Extract to read ->
_ _ _ _ _ _ _

University of Michigan Health System Feb 19, 2017

A new study finds that nearly one in four people who seek emergency care for eye problems have those mild conditions, and recommends ways to help those patients get the right level of care.

The national study, led by University of Michigan researchers, looks at nearly 377,000 eye–related emergency room visits by adults with private insurance over a 14–year period.

The team published its results in the journal Ophthalmology.

Nearly 86,500 of those visits were for three conditions that don’t ever need emergency treatment, and cost much more to treat in an emergency setting while also adding to ER crowding. Only about 25,300 were for clear eye emergencies. The rest were somewhere in the middle.

The researchers then looked deeper at what drove inappropriate use of ER visits for conjunctivitis, blepharitis and chalazion.

Younger people, men, those with lower incomes or dementia, and people of color were more likely to seek emergency care for these non–emergency conditions. So were people who were “frequent flyers” in the emergency room, seeking ER care four times a year or more for non–eye problems.

_ _ _ _ _ _ _

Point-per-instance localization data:
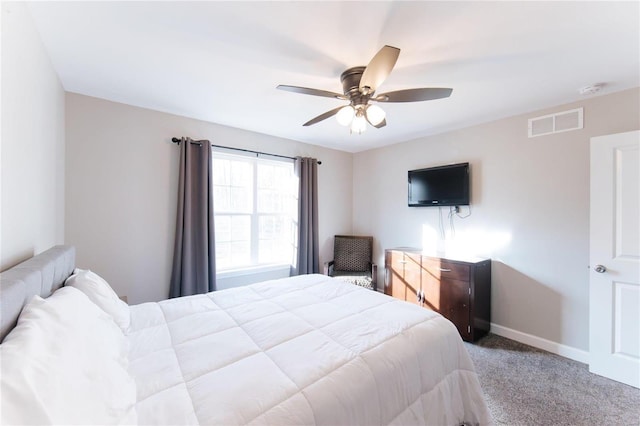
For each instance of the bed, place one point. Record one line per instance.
(301, 350)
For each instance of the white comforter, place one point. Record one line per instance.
(302, 350)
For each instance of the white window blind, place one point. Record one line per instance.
(255, 208)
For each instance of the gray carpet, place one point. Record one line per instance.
(527, 386)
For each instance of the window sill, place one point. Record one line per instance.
(252, 270)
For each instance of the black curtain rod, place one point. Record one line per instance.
(178, 140)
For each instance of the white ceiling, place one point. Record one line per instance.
(221, 61)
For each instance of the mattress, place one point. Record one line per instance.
(301, 350)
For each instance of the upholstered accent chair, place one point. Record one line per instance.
(352, 261)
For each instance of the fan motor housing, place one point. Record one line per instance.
(351, 80)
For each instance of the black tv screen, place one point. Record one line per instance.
(439, 186)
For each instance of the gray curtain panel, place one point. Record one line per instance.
(308, 258)
(194, 258)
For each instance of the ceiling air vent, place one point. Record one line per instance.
(556, 123)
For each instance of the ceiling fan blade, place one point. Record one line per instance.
(314, 92)
(415, 95)
(378, 69)
(323, 116)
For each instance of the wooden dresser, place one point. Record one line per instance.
(459, 289)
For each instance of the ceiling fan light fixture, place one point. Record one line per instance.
(375, 114)
(359, 124)
(345, 115)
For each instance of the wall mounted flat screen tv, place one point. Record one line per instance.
(439, 186)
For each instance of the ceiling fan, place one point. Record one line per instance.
(359, 85)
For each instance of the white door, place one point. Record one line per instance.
(614, 297)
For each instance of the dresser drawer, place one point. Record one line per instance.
(441, 269)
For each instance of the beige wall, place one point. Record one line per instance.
(32, 150)
(530, 212)
(121, 183)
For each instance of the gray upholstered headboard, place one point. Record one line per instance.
(41, 275)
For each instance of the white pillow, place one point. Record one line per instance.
(66, 363)
(101, 293)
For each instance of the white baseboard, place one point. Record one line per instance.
(540, 343)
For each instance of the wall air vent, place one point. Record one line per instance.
(556, 123)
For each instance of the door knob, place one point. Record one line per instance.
(601, 269)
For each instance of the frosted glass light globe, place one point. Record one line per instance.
(359, 124)
(375, 114)
(345, 115)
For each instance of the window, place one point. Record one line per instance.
(256, 208)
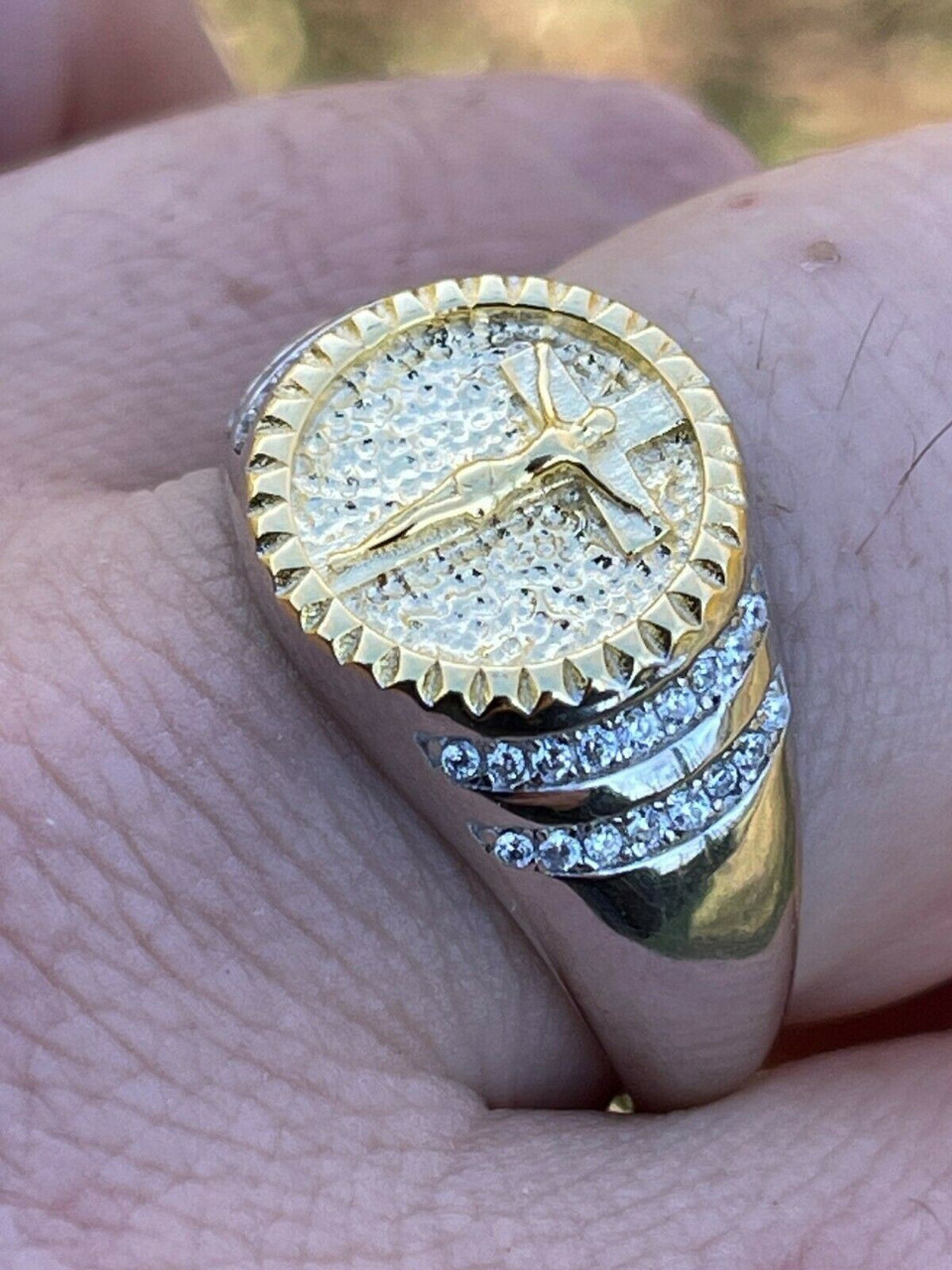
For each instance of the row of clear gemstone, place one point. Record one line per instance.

_ _ _ _ _ _ _

Work task -> Reproduce word for word the stretch of the eye-care study report above from "The researchers then" through "for non–eye problems.".

Finished exercise ->
The researchers then looked deeper at what drove inappropriate use of ER visits for conjunctivitis, blepharitis and chalazion.

Younger people, men, those with lower incomes or dementia, and people of color were more likely to seek emergency care for these non–emergency conditions. So were people who were “frequent flyers” in the emergency room, seeking ER care four times a year or more for non–eye problems.